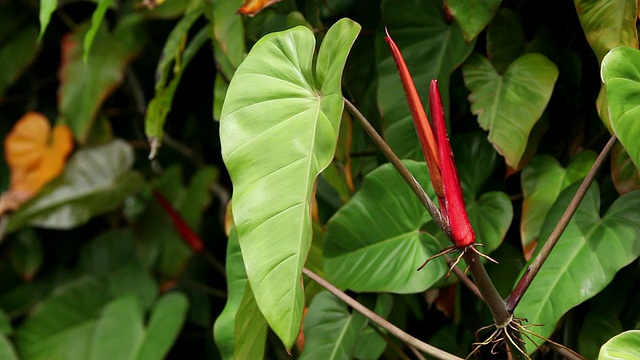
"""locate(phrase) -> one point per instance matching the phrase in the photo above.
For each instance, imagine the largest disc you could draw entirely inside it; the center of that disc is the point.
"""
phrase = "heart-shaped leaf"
(432, 49)
(542, 181)
(509, 104)
(276, 139)
(621, 76)
(472, 15)
(625, 346)
(95, 181)
(585, 259)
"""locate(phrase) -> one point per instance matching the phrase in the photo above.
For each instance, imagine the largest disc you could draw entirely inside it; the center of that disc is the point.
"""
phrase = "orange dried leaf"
(35, 154)
(252, 7)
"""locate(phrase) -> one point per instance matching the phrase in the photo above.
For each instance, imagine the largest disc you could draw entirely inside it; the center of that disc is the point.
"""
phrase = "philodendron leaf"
(585, 259)
(374, 242)
(95, 181)
(509, 104)
(472, 15)
(621, 76)
(432, 48)
(542, 181)
(625, 346)
(276, 139)
(330, 329)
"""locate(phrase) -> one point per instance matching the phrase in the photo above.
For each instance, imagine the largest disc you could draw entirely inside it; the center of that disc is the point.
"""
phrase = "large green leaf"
(585, 259)
(625, 346)
(330, 329)
(432, 48)
(472, 15)
(61, 328)
(608, 24)
(621, 76)
(276, 139)
(508, 105)
(542, 181)
(374, 243)
(95, 181)
(84, 86)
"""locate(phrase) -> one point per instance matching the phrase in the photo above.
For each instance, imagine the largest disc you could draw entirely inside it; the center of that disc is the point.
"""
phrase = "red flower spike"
(420, 120)
(456, 213)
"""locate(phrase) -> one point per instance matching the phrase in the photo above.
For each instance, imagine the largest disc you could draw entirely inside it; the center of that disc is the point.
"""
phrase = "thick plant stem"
(525, 281)
(485, 285)
(383, 323)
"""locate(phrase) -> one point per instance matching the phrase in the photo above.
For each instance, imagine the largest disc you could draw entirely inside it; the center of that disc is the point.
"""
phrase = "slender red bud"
(189, 236)
(420, 120)
(461, 231)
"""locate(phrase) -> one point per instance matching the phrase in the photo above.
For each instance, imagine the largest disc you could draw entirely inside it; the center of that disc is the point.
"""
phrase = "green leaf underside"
(625, 346)
(276, 139)
(330, 329)
(621, 76)
(95, 181)
(473, 15)
(586, 258)
(432, 49)
(542, 181)
(509, 105)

════════════════

● **Exercise details**
Report each line of the entries above that contains the string "green". Matching is case-sensitive.

● **Correct result**
phrase = "large green leaf"
phrase = "green leaf underside"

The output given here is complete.